▶ [Ihre Aufgabe]:
Sammeln Sie alle Zeilen der Datensätze, in denen das Wort „grass“ vorkommt, und schreiben Sie sie ab.

▶ [Material zur Aufgabe]:

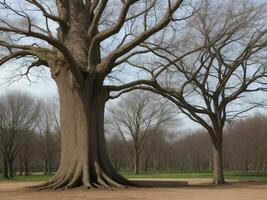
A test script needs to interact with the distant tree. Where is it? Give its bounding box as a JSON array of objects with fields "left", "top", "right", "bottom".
[
  {"left": 17, "top": 130, "right": 37, "bottom": 176},
  {"left": 0, "top": 0, "right": 186, "bottom": 188},
  {"left": 110, "top": 93, "right": 175, "bottom": 174},
  {"left": 0, "top": 92, "right": 39, "bottom": 178}
]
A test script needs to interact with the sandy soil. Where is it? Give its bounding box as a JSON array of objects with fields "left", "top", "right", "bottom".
[{"left": 0, "top": 179, "right": 267, "bottom": 200}]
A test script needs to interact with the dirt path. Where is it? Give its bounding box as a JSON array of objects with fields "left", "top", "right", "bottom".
[{"left": 0, "top": 179, "right": 267, "bottom": 200}]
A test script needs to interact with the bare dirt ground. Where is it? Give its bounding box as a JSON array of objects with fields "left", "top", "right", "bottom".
[{"left": 0, "top": 179, "right": 267, "bottom": 200}]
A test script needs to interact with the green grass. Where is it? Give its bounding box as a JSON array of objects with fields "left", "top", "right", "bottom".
[{"left": 0, "top": 171, "right": 267, "bottom": 182}]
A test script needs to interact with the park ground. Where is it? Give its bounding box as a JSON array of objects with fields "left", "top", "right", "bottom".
[{"left": 0, "top": 172, "right": 267, "bottom": 200}]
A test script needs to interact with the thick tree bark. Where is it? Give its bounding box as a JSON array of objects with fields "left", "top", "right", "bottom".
[
  {"left": 40, "top": 67, "right": 130, "bottom": 189},
  {"left": 3, "top": 158, "right": 8, "bottom": 178},
  {"left": 19, "top": 159, "right": 23, "bottom": 176},
  {"left": 44, "top": 160, "right": 48, "bottom": 175},
  {"left": 212, "top": 143, "right": 225, "bottom": 185},
  {"left": 7, "top": 159, "right": 14, "bottom": 178}
]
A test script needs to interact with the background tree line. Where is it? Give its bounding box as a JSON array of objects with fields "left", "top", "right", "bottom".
[
  {"left": 0, "top": 91, "right": 267, "bottom": 178},
  {"left": 0, "top": 91, "right": 60, "bottom": 178}
]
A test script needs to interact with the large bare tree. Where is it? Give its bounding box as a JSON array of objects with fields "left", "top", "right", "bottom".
[
  {"left": 111, "top": 0, "right": 267, "bottom": 184},
  {"left": 0, "top": 0, "right": 187, "bottom": 188}
]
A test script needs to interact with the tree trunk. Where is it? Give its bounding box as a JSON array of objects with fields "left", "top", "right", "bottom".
[
  {"left": 44, "top": 160, "right": 48, "bottom": 175},
  {"left": 3, "top": 157, "right": 8, "bottom": 178},
  {"left": 7, "top": 159, "right": 14, "bottom": 178},
  {"left": 40, "top": 66, "right": 130, "bottom": 189},
  {"left": 24, "top": 160, "right": 29, "bottom": 176},
  {"left": 212, "top": 143, "right": 224, "bottom": 185},
  {"left": 19, "top": 159, "right": 23, "bottom": 176}
]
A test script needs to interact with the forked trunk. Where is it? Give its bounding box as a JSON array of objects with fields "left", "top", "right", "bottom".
[
  {"left": 41, "top": 68, "right": 130, "bottom": 188},
  {"left": 212, "top": 144, "right": 225, "bottom": 185}
]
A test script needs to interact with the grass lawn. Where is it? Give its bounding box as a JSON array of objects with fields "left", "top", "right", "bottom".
[
  {"left": 0, "top": 171, "right": 267, "bottom": 182},
  {"left": 121, "top": 171, "right": 267, "bottom": 181}
]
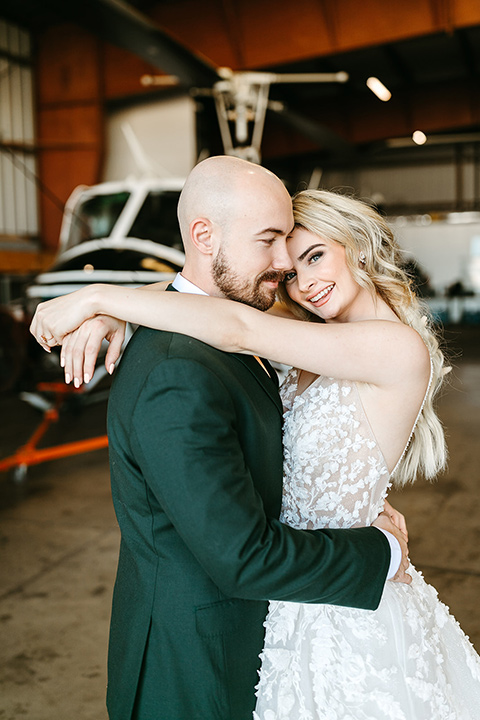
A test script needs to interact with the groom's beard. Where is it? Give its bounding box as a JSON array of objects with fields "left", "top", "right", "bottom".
[{"left": 212, "top": 249, "right": 285, "bottom": 310}]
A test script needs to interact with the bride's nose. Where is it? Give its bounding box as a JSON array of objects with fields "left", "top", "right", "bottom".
[{"left": 297, "top": 271, "right": 315, "bottom": 292}]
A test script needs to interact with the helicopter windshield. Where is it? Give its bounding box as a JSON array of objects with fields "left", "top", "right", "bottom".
[
  {"left": 66, "top": 192, "right": 130, "bottom": 249},
  {"left": 129, "top": 190, "right": 183, "bottom": 252}
]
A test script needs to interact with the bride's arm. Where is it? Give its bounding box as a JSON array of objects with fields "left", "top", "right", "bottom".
[{"left": 34, "top": 285, "right": 429, "bottom": 385}]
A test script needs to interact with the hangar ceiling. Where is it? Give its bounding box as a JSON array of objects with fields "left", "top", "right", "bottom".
[
  {"left": 2, "top": 0, "right": 480, "bottom": 163},
  {"left": 0, "top": 0, "right": 480, "bottom": 231}
]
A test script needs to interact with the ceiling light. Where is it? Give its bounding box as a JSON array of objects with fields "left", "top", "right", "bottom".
[
  {"left": 412, "top": 130, "right": 427, "bottom": 145},
  {"left": 367, "top": 77, "right": 392, "bottom": 102}
]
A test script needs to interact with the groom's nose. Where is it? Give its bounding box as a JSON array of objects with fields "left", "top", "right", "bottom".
[{"left": 272, "top": 238, "right": 292, "bottom": 271}]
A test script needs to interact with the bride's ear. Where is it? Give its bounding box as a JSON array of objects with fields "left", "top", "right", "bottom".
[{"left": 190, "top": 218, "right": 213, "bottom": 255}]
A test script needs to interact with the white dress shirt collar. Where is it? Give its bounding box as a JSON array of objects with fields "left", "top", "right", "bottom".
[{"left": 172, "top": 273, "right": 208, "bottom": 295}]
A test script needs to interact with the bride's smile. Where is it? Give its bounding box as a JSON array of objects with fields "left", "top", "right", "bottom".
[{"left": 285, "top": 228, "right": 376, "bottom": 322}]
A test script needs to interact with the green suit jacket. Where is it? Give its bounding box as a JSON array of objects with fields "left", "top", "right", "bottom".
[{"left": 107, "top": 300, "right": 390, "bottom": 720}]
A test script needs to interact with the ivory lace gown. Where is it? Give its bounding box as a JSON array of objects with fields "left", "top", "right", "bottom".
[{"left": 254, "top": 370, "right": 480, "bottom": 720}]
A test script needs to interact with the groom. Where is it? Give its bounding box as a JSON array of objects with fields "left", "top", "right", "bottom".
[{"left": 30, "top": 157, "right": 406, "bottom": 720}]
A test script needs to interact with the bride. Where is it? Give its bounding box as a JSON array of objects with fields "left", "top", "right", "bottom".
[{"left": 32, "top": 190, "right": 480, "bottom": 720}]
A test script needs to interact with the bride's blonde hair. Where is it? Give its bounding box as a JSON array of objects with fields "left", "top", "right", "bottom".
[{"left": 279, "top": 190, "right": 448, "bottom": 486}]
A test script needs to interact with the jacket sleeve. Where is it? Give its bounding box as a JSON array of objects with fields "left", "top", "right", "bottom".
[{"left": 132, "top": 358, "right": 390, "bottom": 609}]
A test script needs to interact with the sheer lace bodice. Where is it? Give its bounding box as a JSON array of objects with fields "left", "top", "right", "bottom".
[
  {"left": 281, "top": 370, "right": 390, "bottom": 529},
  {"left": 254, "top": 371, "right": 480, "bottom": 720}
]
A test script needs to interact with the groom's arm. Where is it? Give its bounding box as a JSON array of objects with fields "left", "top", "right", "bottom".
[{"left": 132, "top": 352, "right": 390, "bottom": 609}]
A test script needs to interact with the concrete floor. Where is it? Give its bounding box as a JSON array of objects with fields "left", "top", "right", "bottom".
[{"left": 0, "top": 328, "right": 480, "bottom": 720}]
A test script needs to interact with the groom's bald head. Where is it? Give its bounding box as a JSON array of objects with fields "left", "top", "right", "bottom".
[{"left": 178, "top": 155, "right": 293, "bottom": 304}]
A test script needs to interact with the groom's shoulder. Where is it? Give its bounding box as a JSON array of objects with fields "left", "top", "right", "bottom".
[{"left": 124, "top": 327, "right": 234, "bottom": 366}]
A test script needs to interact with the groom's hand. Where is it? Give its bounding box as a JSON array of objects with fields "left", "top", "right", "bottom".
[{"left": 372, "top": 512, "right": 412, "bottom": 585}]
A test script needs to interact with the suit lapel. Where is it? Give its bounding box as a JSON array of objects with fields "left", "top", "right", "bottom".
[{"left": 232, "top": 353, "right": 283, "bottom": 415}]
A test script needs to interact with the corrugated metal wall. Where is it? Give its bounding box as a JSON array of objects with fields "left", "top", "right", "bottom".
[{"left": 0, "top": 20, "right": 38, "bottom": 237}]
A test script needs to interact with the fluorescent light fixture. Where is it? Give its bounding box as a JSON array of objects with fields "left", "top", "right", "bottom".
[
  {"left": 367, "top": 77, "right": 392, "bottom": 102},
  {"left": 412, "top": 130, "right": 427, "bottom": 145}
]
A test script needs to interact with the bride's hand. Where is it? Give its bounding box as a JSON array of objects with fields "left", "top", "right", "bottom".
[
  {"left": 383, "top": 500, "right": 408, "bottom": 542},
  {"left": 60, "top": 315, "right": 126, "bottom": 388},
  {"left": 30, "top": 285, "right": 99, "bottom": 352}
]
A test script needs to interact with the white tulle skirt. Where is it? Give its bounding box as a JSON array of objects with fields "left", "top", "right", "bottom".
[{"left": 254, "top": 568, "right": 480, "bottom": 720}]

▶ [Lösung]:
A test script needs to interact with the green grass. Where is it? Give its bounding box as a JSON array of objects with fields "left", "top", "right", "bottom".
A test script needs to interact with the grass lawn. Where is it? Give its bounding box as a JSON array of objects with fields "left", "top", "right", "bottom".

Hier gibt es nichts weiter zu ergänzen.